→ TEXTO DE LECTURA:
──────────

Tras debutar en la Competición Oficial de Cannes en 2014 con Mommy, y acabar compartiendo el Premio del Jurado nada menos que con Jean-Luc Godard, Xavier Dolan se alzó el año pasado con el Gran Premio del Jurado cannoise con la primera película que dirige como director consagrado por la cinefilia contemporánea, y con un reparto de primera división compuesto por Gaspard Ulliel, Marion Cotillard, Léa Seydoux, Nathalie Baye y Vincent Cassel. Ni rastro, pues, de quien ha sido su columna vertebral interpretativa, Anne Dorval. Pese a ello, Solo el fin del mundo está en deuda con la actriz, pues fue ella quien descubrió a Dolan la obra de Jean-Luc Lagarce en la que se basa; un referente del teatro francés contemporáneo, en la que un dramaturgo regresa a su hogar tras más de una década de ausencia, para anunciar a su familia que tiene SIDA y le quedan pocos meses de vida. Esta fue, también, la enfermedad que mató a Lagarce en 1995, un lustro después del estreno de la obra.

Aun cuando el canadiense ya cuenta con seis películas en su haber, parece casi imposible hablar de su cine sin que el titular haga referencia a su juventud y precoz ambición. Eso hace que el conjunto de su filmografía pueda percibirse como una especie de perpetua ópera prima, en la que cada nueva entrada resulte desmesurada de una forma y otra, prometiendo audacias (el formato vertical 1:1 de Mommy) y arrojo (en la misma película, hacer sonar el Wonderwall de Oasis sin preocuparse de que fuera percibido como un cliché carbonizado). Pero Juste la fin du monde no contiene esa clase de highlights instantáneos, sino que Dolan parece preocupado, sobre todo, por encontrar una forma cinematográfica que haga justicia a un material que no es suyo; algo por lo que ya pasó en Tom à la ferme.

──────────

→ TAREAS PENDIENTES:
1. Transcribe del texto el fragmento que empieza por "Aun cuando el" y sigue hasta "à la ferme.".
2. Según el texto, ¿quién le dio a conocer a Dolan la obra de Jean-Luc Lagarce en la que se basa Solo el fin del mundo?
El listado no hace falta para nada.

──────────

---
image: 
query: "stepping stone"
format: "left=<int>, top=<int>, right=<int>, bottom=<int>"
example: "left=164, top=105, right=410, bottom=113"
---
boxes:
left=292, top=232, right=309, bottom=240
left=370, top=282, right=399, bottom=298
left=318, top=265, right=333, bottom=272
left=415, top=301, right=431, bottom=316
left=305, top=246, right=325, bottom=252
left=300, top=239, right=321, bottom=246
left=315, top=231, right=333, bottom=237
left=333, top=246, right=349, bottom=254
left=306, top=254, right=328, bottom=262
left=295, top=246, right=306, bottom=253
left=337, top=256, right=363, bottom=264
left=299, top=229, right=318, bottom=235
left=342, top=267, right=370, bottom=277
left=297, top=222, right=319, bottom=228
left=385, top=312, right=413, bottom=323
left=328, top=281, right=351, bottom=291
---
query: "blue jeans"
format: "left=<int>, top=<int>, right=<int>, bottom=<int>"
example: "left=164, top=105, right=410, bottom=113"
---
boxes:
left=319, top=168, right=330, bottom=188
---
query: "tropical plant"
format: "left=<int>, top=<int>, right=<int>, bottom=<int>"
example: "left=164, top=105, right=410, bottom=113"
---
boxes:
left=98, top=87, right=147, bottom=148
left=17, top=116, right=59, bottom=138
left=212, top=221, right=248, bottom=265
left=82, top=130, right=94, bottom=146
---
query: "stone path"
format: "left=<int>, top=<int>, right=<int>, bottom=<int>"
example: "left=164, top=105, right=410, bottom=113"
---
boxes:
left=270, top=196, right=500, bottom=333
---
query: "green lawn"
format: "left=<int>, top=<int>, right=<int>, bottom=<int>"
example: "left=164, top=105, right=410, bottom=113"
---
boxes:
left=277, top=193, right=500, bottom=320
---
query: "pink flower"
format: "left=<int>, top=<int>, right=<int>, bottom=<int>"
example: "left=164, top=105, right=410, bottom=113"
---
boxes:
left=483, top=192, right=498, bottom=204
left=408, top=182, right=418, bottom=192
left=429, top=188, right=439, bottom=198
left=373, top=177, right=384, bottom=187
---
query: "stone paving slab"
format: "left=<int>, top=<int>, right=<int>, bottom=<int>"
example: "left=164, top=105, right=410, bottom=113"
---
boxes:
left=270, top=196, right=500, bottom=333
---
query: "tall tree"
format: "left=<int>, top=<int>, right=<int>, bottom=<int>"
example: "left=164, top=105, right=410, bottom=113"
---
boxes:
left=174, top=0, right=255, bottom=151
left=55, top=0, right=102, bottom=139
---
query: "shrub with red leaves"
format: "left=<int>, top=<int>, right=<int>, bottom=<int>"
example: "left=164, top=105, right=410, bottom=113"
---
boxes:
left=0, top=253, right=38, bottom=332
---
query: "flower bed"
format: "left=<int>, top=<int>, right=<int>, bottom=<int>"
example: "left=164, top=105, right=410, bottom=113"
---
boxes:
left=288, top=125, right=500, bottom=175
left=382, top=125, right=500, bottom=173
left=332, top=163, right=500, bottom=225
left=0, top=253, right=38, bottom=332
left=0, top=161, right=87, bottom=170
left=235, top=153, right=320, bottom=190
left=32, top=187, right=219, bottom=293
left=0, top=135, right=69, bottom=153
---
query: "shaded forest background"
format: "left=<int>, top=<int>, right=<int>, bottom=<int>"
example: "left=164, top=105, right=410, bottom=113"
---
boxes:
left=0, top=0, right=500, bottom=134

──────────

→ RESPUESTAS POR TAREA:
1.
Aun cuando el canadiense ya cuenta con seis películas en su haber, parece casi imposible hablar de su cine sin que el titular haga referencia a su juventud y precoz ambición. Eso hace que el conjunto de su filmografía pueda percibirse como una especie de perpetua ópera prima, en la que cada nueva entrada resulte desmesurada de una forma y otra, prometiendo audacias (el formato vertical 1:1 de Mommy) y arrojo (en la misma película, hacer sonar el Wonderwall de Oasis sin preocuparse de que fuera percibido como un cliché carbonizado). Pero Juste la fin du monde no contiene esa clase de highlights instantáneos, sino que Dolan parece preocupado, sobre todo, por encontrar una forma cinematográfica que haga justicia a un material que no es suyo; algo por lo que ya pasó en Tom à la ferme.

2. Anne Dorval.